##### Supplied data #####
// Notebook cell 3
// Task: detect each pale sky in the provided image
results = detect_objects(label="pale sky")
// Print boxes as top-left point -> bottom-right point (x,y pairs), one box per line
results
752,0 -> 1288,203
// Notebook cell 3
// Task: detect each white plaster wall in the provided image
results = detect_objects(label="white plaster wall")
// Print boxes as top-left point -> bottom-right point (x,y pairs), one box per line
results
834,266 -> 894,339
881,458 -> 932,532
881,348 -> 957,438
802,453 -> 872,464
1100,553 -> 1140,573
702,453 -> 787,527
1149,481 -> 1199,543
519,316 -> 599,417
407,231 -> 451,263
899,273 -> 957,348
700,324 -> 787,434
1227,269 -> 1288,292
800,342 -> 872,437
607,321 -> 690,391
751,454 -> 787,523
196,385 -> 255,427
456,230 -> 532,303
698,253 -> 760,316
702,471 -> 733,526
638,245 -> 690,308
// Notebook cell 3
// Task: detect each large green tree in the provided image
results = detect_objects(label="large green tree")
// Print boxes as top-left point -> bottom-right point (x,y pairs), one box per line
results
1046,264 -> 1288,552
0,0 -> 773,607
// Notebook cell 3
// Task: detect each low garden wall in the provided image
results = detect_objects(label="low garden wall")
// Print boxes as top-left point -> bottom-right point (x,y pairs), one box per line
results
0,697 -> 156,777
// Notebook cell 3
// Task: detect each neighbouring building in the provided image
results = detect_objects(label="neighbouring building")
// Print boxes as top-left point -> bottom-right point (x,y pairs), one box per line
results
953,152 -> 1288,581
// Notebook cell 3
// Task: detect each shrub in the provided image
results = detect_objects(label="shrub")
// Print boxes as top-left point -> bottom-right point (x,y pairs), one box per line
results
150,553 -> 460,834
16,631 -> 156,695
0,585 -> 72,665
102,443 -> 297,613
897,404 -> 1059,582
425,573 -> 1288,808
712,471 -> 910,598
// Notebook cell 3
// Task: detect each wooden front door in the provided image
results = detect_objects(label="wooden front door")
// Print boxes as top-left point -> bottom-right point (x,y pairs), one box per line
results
#####
§ The problem
Render every line of the listing above as a numbered list, skipping any blank lines.

§ Correct result
1. // Notebook cell 3
2. // Task: detect each pale sky in the provided image
3. results = detect_objects(label="pale sky")
4. // Print boxes as top-left point -> bottom-right point (x,y pairs), one box per line
5. results
6. 752,0 -> 1288,203
7. // Notebook cell 3
8. // Task: detect each white plaster wall in the provided image
9. results = detect_objects(label="white plaster wall")
10. // Print boxes as top-left point -> bottom-right point (x,y pairs), one box per line
11. results
12. 834,266 -> 894,339
13. 881,458 -> 932,532
14. 881,348 -> 957,438
15. 802,453 -> 872,464
16. 1100,553 -> 1140,573
17. 702,453 -> 787,527
18. 1149,481 -> 1199,543
19. 519,316 -> 599,417
20. 407,231 -> 451,263
21. 899,273 -> 957,348
22. 700,324 -> 787,434
23. 1227,269 -> 1288,292
24. 800,342 -> 872,437
25. 607,321 -> 690,391
26. 751,454 -> 787,523
27. 196,385 -> 255,427
28. 456,230 -> 532,303
29. 698,253 -> 760,316
30. 702,471 -> 733,526
31. 638,245 -> 690,308
32. // Notebook cell 3
33. // Task: detect each large green tree in the provided image
34. results = detect_objects(label="large green tree")
35. // Print boxes as top-left point -> bottom-right point (x,y pairs), one box per line
36. results
37. 1046,264 -> 1288,552
38. 0,0 -> 773,607
39. // Notebook cell 3
40. // Task: detect each low garden wall in the provided image
41. results = detect_objects(label="low garden wall")
42. // Print boxes as top-left point -> bottom-right point (x,y pairs), one box per line
43. results
44. 0,697 -> 156,777
45. // Notebook cell 3
46. // Task: detect each neighbouring building in the provided image
47. results = detect_objects(label="neighbouring building")
48. // Print boxes as top-left point -> bottom-right point (x,y pairs), one box per line
49. results
50. 953,152 -> 1288,581
51. // Notebook cell 3
52. // Task: detect each shrub in the provided image
53. results = detect_objects(label="shrub")
54. // Print boxes as top-left point -> bottom-right point (x,y pairs), one box per line
55. results
56. 150,553 -> 460,834
57. 16,631 -> 156,695
58. 0,585 -> 72,665
59. 102,443 -> 297,613
60. 897,404 -> 1059,582
61. 425,573 -> 1288,808
62. 712,471 -> 910,598
63. // Notebook cell 3
64. // Task: detect each wooden front door in the provided image
65. results = detect_objects(label="wooden front door")
66. // Print boxes as top-left point -> bottom-right point (x,y pairs), one box per line
67. results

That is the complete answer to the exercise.